• **Exercise details**: Among the lines below, keep only those from the one containing "detect:woman's nose" through the one containing "detect:young woman", and reproduce them exactly.

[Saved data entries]
= Beginning of Section =
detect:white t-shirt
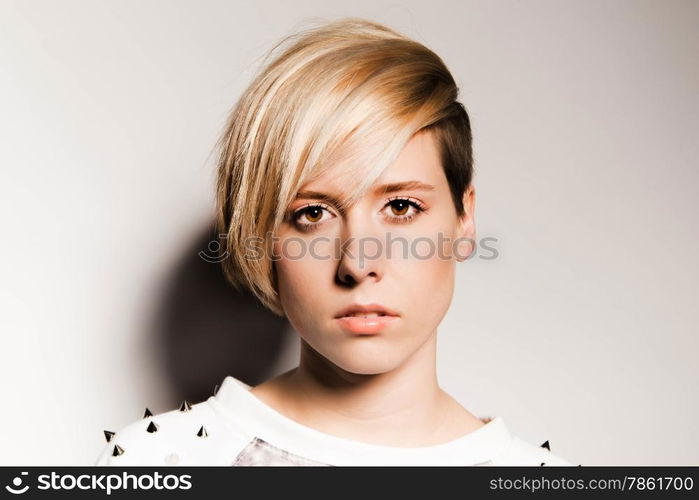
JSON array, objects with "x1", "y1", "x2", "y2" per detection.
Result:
[{"x1": 94, "y1": 375, "x2": 573, "y2": 466}]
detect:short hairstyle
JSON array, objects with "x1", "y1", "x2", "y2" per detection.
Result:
[{"x1": 215, "y1": 17, "x2": 474, "y2": 316}]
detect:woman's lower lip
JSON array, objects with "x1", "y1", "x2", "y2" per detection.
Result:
[{"x1": 335, "y1": 315, "x2": 399, "y2": 334}]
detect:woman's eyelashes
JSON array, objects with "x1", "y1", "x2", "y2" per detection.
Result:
[{"x1": 290, "y1": 197, "x2": 427, "y2": 232}]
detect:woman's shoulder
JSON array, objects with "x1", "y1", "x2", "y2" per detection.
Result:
[
  {"x1": 490, "y1": 435, "x2": 576, "y2": 466},
  {"x1": 94, "y1": 398, "x2": 250, "y2": 466}
]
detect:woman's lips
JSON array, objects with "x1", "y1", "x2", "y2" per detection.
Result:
[{"x1": 335, "y1": 314, "x2": 399, "y2": 334}]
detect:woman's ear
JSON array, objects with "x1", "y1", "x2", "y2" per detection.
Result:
[{"x1": 455, "y1": 185, "x2": 476, "y2": 261}]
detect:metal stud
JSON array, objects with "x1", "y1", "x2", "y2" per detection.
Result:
[
  {"x1": 540, "y1": 440, "x2": 550, "y2": 450},
  {"x1": 213, "y1": 384, "x2": 219, "y2": 396},
  {"x1": 112, "y1": 444, "x2": 125, "y2": 457},
  {"x1": 143, "y1": 408, "x2": 153, "y2": 418},
  {"x1": 103, "y1": 430, "x2": 115, "y2": 443},
  {"x1": 146, "y1": 421, "x2": 159, "y2": 433},
  {"x1": 179, "y1": 400, "x2": 192, "y2": 412},
  {"x1": 196, "y1": 425, "x2": 208, "y2": 438}
]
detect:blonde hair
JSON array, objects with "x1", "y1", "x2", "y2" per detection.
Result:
[{"x1": 215, "y1": 17, "x2": 474, "y2": 316}]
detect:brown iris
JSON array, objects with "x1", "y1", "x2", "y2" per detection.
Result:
[
  {"x1": 389, "y1": 200, "x2": 410, "y2": 216},
  {"x1": 304, "y1": 206, "x2": 323, "y2": 223}
]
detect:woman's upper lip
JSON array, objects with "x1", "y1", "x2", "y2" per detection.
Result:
[{"x1": 334, "y1": 303, "x2": 400, "y2": 318}]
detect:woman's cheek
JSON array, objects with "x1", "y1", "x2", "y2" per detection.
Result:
[
  {"x1": 276, "y1": 254, "x2": 330, "y2": 323},
  {"x1": 277, "y1": 257, "x2": 312, "y2": 301},
  {"x1": 407, "y1": 232, "x2": 456, "y2": 323}
]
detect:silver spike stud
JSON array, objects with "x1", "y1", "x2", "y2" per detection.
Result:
[
  {"x1": 540, "y1": 440, "x2": 550, "y2": 450},
  {"x1": 104, "y1": 430, "x2": 115, "y2": 443},
  {"x1": 196, "y1": 425, "x2": 208, "y2": 438},
  {"x1": 213, "y1": 384, "x2": 219, "y2": 396},
  {"x1": 112, "y1": 444, "x2": 125, "y2": 457},
  {"x1": 143, "y1": 408, "x2": 153, "y2": 418},
  {"x1": 146, "y1": 421, "x2": 159, "y2": 433},
  {"x1": 179, "y1": 400, "x2": 192, "y2": 412}
]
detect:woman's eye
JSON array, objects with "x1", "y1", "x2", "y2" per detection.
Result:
[
  {"x1": 291, "y1": 198, "x2": 425, "y2": 231},
  {"x1": 293, "y1": 204, "x2": 334, "y2": 229},
  {"x1": 383, "y1": 198, "x2": 425, "y2": 222}
]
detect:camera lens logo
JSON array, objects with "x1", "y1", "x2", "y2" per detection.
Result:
[{"x1": 5, "y1": 472, "x2": 29, "y2": 495}]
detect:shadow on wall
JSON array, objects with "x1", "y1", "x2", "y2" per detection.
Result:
[{"x1": 149, "y1": 222, "x2": 290, "y2": 407}]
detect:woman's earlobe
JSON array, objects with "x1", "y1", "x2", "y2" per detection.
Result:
[
  {"x1": 454, "y1": 233, "x2": 475, "y2": 262},
  {"x1": 453, "y1": 214, "x2": 476, "y2": 261}
]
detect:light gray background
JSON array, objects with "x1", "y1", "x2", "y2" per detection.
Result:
[{"x1": 1, "y1": 0, "x2": 697, "y2": 465}]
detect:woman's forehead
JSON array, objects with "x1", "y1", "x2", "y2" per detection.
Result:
[{"x1": 297, "y1": 130, "x2": 443, "y2": 197}]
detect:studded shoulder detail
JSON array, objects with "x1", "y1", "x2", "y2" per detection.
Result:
[{"x1": 95, "y1": 385, "x2": 223, "y2": 466}]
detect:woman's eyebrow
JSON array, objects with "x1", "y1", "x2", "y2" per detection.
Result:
[
  {"x1": 294, "y1": 191, "x2": 343, "y2": 205},
  {"x1": 294, "y1": 181, "x2": 435, "y2": 205},
  {"x1": 372, "y1": 180, "x2": 435, "y2": 195}
]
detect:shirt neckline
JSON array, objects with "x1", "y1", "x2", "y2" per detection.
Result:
[{"x1": 209, "y1": 375, "x2": 513, "y2": 465}]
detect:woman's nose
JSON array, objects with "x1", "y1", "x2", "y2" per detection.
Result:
[{"x1": 335, "y1": 217, "x2": 384, "y2": 286}]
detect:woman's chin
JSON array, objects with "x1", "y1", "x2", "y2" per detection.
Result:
[{"x1": 325, "y1": 345, "x2": 405, "y2": 375}]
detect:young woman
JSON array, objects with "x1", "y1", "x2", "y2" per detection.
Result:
[{"x1": 95, "y1": 17, "x2": 572, "y2": 466}]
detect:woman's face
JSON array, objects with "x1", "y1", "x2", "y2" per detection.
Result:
[{"x1": 273, "y1": 129, "x2": 475, "y2": 375}]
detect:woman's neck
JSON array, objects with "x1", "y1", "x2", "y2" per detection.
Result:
[{"x1": 249, "y1": 333, "x2": 484, "y2": 447}]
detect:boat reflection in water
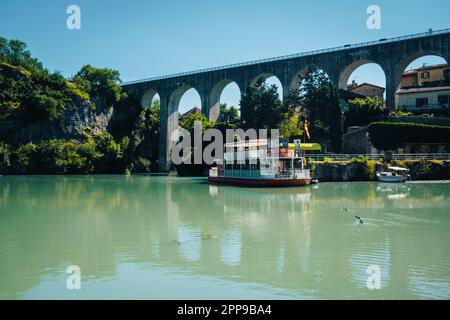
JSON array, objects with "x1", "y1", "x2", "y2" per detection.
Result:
[{"x1": 0, "y1": 176, "x2": 449, "y2": 299}]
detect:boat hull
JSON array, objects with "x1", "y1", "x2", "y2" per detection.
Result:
[
  {"x1": 208, "y1": 176, "x2": 312, "y2": 187},
  {"x1": 376, "y1": 174, "x2": 405, "y2": 183}
]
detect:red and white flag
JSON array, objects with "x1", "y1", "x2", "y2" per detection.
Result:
[{"x1": 304, "y1": 119, "x2": 311, "y2": 140}]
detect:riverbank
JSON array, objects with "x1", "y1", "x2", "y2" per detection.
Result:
[{"x1": 311, "y1": 159, "x2": 450, "y2": 182}]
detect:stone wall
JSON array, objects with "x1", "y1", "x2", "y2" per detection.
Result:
[
  {"x1": 312, "y1": 160, "x2": 450, "y2": 182},
  {"x1": 342, "y1": 126, "x2": 372, "y2": 154}
]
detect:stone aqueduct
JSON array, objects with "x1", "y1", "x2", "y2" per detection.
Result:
[{"x1": 123, "y1": 29, "x2": 450, "y2": 171}]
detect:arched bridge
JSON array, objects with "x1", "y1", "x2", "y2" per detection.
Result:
[{"x1": 123, "y1": 29, "x2": 450, "y2": 172}]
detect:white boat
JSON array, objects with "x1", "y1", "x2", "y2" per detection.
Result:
[
  {"x1": 208, "y1": 139, "x2": 312, "y2": 187},
  {"x1": 376, "y1": 166, "x2": 410, "y2": 183}
]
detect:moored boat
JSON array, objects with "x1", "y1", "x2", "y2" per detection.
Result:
[
  {"x1": 208, "y1": 139, "x2": 312, "y2": 187},
  {"x1": 376, "y1": 166, "x2": 410, "y2": 183}
]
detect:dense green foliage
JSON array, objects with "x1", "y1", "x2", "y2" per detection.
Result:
[
  {"x1": 348, "y1": 157, "x2": 376, "y2": 181},
  {"x1": 214, "y1": 103, "x2": 240, "y2": 132},
  {"x1": 0, "y1": 38, "x2": 88, "y2": 132},
  {"x1": 391, "y1": 159, "x2": 449, "y2": 180},
  {"x1": 368, "y1": 122, "x2": 450, "y2": 150},
  {"x1": 128, "y1": 100, "x2": 160, "y2": 172},
  {"x1": 299, "y1": 64, "x2": 343, "y2": 152},
  {"x1": 72, "y1": 64, "x2": 126, "y2": 107},
  {"x1": 343, "y1": 96, "x2": 387, "y2": 130},
  {"x1": 0, "y1": 37, "x2": 159, "y2": 174},
  {"x1": 8, "y1": 132, "x2": 129, "y2": 174},
  {"x1": 179, "y1": 112, "x2": 215, "y2": 133},
  {"x1": 239, "y1": 77, "x2": 304, "y2": 139},
  {"x1": 389, "y1": 107, "x2": 412, "y2": 117},
  {"x1": 240, "y1": 77, "x2": 284, "y2": 130},
  {"x1": 0, "y1": 141, "x2": 11, "y2": 169}
]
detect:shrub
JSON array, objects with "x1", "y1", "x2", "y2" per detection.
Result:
[
  {"x1": 14, "y1": 140, "x2": 95, "y2": 174},
  {"x1": 348, "y1": 157, "x2": 376, "y2": 181},
  {"x1": 131, "y1": 157, "x2": 152, "y2": 173},
  {"x1": 391, "y1": 159, "x2": 446, "y2": 180},
  {"x1": 344, "y1": 96, "x2": 387, "y2": 130},
  {"x1": 368, "y1": 122, "x2": 450, "y2": 151},
  {"x1": 93, "y1": 132, "x2": 129, "y2": 173},
  {"x1": 389, "y1": 108, "x2": 412, "y2": 117},
  {"x1": 15, "y1": 143, "x2": 38, "y2": 172},
  {"x1": 0, "y1": 141, "x2": 11, "y2": 173}
]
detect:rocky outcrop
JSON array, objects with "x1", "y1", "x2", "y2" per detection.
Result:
[
  {"x1": 13, "y1": 96, "x2": 113, "y2": 144},
  {"x1": 393, "y1": 160, "x2": 450, "y2": 180},
  {"x1": 312, "y1": 161, "x2": 376, "y2": 182}
]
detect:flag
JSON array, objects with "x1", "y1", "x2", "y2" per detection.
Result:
[{"x1": 304, "y1": 119, "x2": 311, "y2": 140}]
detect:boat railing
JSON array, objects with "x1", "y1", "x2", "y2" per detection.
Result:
[{"x1": 276, "y1": 169, "x2": 311, "y2": 179}]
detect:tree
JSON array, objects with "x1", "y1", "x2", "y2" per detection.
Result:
[
  {"x1": 240, "y1": 77, "x2": 283, "y2": 130},
  {"x1": 93, "y1": 131, "x2": 129, "y2": 173},
  {"x1": 217, "y1": 103, "x2": 240, "y2": 128},
  {"x1": 0, "y1": 37, "x2": 43, "y2": 71},
  {"x1": 344, "y1": 96, "x2": 387, "y2": 130},
  {"x1": 299, "y1": 64, "x2": 343, "y2": 152},
  {"x1": 179, "y1": 112, "x2": 215, "y2": 133},
  {"x1": 234, "y1": 77, "x2": 306, "y2": 138},
  {"x1": 73, "y1": 65, "x2": 126, "y2": 107},
  {"x1": 278, "y1": 87, "x2": 304, "y2": 139},
  {"x1": 129, "y1": 99, "x2": 161, "y2": 172}
]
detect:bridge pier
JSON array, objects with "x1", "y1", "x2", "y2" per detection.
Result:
[
  {"x1": 158, "y1": 92, "x2": 170, "y2": 172},
  {"x1": 201, "y1": 90, "x2": 220, "y2": 122},
  {"x1": 381, "y1": 61, "x2": 403, "y2": 110},
  {"x1": 158, "y1": 90, "x2": 182, "y2": 173}
]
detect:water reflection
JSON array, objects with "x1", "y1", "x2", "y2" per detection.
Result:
[{"x1": 0, "y1": 176, "x2": 449, "y2": 299}]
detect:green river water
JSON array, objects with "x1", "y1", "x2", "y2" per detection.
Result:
[{"x1": 0, "y1": 176, "x2": 449, "y2": 299}]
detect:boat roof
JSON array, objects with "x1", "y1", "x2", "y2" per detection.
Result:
[
  {"x1": 288, "y1": 143, "x2": 322, "y2": 151},
  {"x1": 224, "y1": 139, "x2": 268, "y2": 148},
  {"x1": 388, "y1": 166, "x2": 409, "y2": 171}
]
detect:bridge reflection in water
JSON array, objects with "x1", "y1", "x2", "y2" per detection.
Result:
[{"x1": 0, "y1": 176, "x2": 449, "y2": 299}]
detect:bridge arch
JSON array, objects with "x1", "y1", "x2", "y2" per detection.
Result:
[
  {"x1": 338, "y1": 60, "x2": 387, "y2": 102},
  {"x1": 394, "y1": 53, "x2": 449, "y2": 109},
  {"x1": 290, "y1": 67, "x2": 310, "y2": 90},
  {"x1": 161, "y1": 84, "x2": 204, "y2": 171},
  {"x1": 209, "y1": 79, "x2": 242, "y2": 121},
  {"x1": 167, "y1": 85, "x2": 203, "y2": 115},
  {"x1": 338, "y1": 60, "x2": 381, "y2": 90},
  {"x1": 141, "y1": 89, "x2": 159, "y2": 109},
  {"x1": 249, "y1": 73, "x2": 283, "y2": 100},
  {"x1": 398, "y1": 51, "x2": 449, "y2": 78}
]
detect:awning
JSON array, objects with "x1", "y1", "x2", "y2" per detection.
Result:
[{"x1": 289, "y1": 143, "x2": 322, "y2": 151}]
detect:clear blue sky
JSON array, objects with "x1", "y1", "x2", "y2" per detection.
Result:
[{"x1": 1, "y1": 0, "x2": 449, "y2": 112}]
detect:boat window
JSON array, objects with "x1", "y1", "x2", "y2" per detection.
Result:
[{"x1": 294, "y1": 159, "x2": 303, "y2": 168}]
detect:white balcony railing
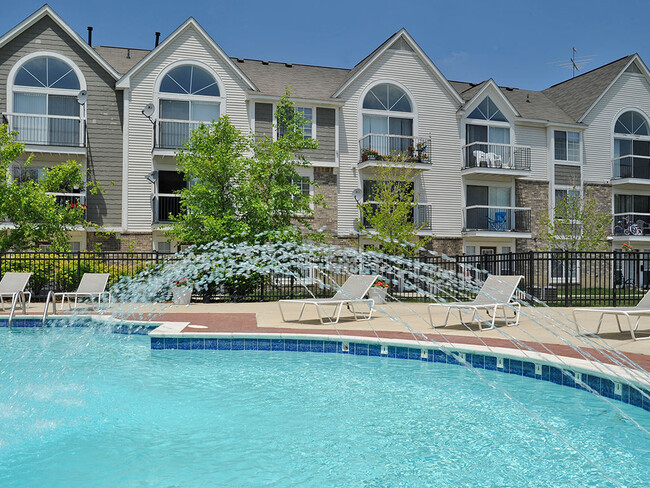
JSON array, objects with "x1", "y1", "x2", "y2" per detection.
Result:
[
  {"x1": 153, "y1": 194, "x2": 182, "y2": 223},
  {"x1": 360, "y1": 203, "x2": 433, "y2": 231},
  {"x1": 155, "y1": 119, "x2": 201, "y2": 150},
  {"x1": 3, "y1": 113, "x2": 86, "y2": 147},
  {"x1": 612, "y1": 154, "x2": 650, "y2": 180},
  {"x1": 462, "y1": 205, "x2": 531, "y2": 232},
  {"x1": 462, "y1": 142, "x2": 531, "y2": 171},
  {"x1": 359, "y1": 134, "x2": 431, "y2": 164},
  {"x1": 612, "y1": 212, "x2": 650, "y2": 236}
]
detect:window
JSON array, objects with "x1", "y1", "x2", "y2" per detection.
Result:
[
  {"x1": 295, "y1": 107, "x2": 313, "y2": 139},
  {"x1": 361, "y1": 83, "x2": 414, "y2": 156},
  {"x1": 362, "y1": 179, "x2": 415, "y2": 228},
  {"x1": 467, "y1": 97, "x2": 507, "y2": 122},
  {"x1": 613, "y1": 111, "x2": 650, "y2": 179},
  {"x1": 465, "y1": 97, "x2": 510, "y2": 168},
  {"x1": 157, "y1": 64, "x2": 221, "y2": 149},
  {"x1": 465, "y1": 185, "x2": 512, "y2": 231},
  {"x1": 155, "y1": 170, "x2": 186, "y2": 223},
  {"x1": 11, "y1": 55, "x2": 84, "y2": 146},
  {"x1": 294, "y1": 176, "x2": 311, "y2": 197},
  {"x1": 554, "y1": 188, "x2": 580, "y2": 219},
  {"x1": 554, "y1": 131, "x2": 580, "y2": 162},
  {"x1": 614, "y1": 194, "x2": 650, "y2": 235}
]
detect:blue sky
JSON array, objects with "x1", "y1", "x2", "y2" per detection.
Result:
[{"x1": 2, "y1": 0, "x2": 650, "y2": 90}]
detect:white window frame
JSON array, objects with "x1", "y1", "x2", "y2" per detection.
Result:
[
  {"x1": 553, "y1": 130, "x2": 581, "y2": 164},
  {"x1": 358, "y1": 80, "x2": 417, "y2": 141}
]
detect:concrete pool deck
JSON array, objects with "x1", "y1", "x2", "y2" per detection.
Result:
[{"x1": 17, "y1": 300, "x2": 650, "y2": 370}]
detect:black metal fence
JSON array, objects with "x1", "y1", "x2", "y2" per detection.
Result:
[{"x1": 0, "y1": 250, "x2": 648, "y2": 307}]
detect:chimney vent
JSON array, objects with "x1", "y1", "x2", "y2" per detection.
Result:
[
  {"x1": 127, "y1": 48, "x2": 131, "y2": 59},
  {"x1": 87, "y1": 26, "x2": 93, "y2": 46},
  {"x1": 155, "y1": 32, "x2": 161, "y2": 47}
]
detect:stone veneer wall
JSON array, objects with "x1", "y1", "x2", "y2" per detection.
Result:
= End of Section =
• **Written answer**:
detect:woman's nose
JSON array, objects with "x1", "y1", "x2", "y2" per detection.
Result:
[{"x1": 335, "y1": 217, "x2": 384, "y2": 286}]
detect:woman's chin
JSON array, objects with "x1", "y1", "x2", "y2" per detection.
Result:
[{"x1": 325, "y1": 345, "x2": 405, "y2": 375}]
detect:young woman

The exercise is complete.